▸ Exercise instructions:
Rename "rough mask" to "coarse mask" everywhere it occurs in the records and keep everything else the same.

--------------------

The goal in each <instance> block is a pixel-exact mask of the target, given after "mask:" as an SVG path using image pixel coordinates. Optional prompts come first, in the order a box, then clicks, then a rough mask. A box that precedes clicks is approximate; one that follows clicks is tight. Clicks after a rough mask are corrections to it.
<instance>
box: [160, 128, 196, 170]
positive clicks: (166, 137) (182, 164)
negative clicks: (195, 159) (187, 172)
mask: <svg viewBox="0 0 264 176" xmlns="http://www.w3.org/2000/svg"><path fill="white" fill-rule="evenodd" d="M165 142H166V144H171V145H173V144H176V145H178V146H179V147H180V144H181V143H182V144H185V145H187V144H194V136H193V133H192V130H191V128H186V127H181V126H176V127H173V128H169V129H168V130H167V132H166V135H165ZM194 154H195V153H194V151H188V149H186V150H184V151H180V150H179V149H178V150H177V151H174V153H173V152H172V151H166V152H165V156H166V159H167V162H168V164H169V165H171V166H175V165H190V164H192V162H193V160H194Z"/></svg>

--------------------

▸ Solution to this problem:
The goal in each <instance> block is a pixel-exact mask of the target, given after "mask:" as an SVG path using image pixel coordinates. Optional prompts come first, in the order a box, then clicks, then a coarse mask. A box that precedes clicks is approximate; one that follows clicks is tight. Clicks after a coarse mask are corrections to it.
<instance>
box: [160, 128, 196, 170]
positive clicks: (166, 137) (182, 164)
negative clicks: (195, 159) (187, 172)
mask: <svg viewBox="0 0 264 176" xmlns="http://www.w3.org/2000/svg"><path fill="white" fill-rule="evenodd" d="M165 142H166V144H171V145H173V144H176V145H178V146H179V147H180V144H181V143H182V144H185V145H187V144H194V136H193V133H192V130H191V128H186V127H181V126H176V127H173V128H169V129H168V130H167V132H166V135H165ZM194 154H195V153H194V151H188V149H186V150H184V151H180V150H179V149H178V150H177V151H174V153H173V152H172V151H166V152H165V156H166V159H167V162H168V164H169V165H171V166H175V165H190V164H192V162H193V160H194Z"/></svg>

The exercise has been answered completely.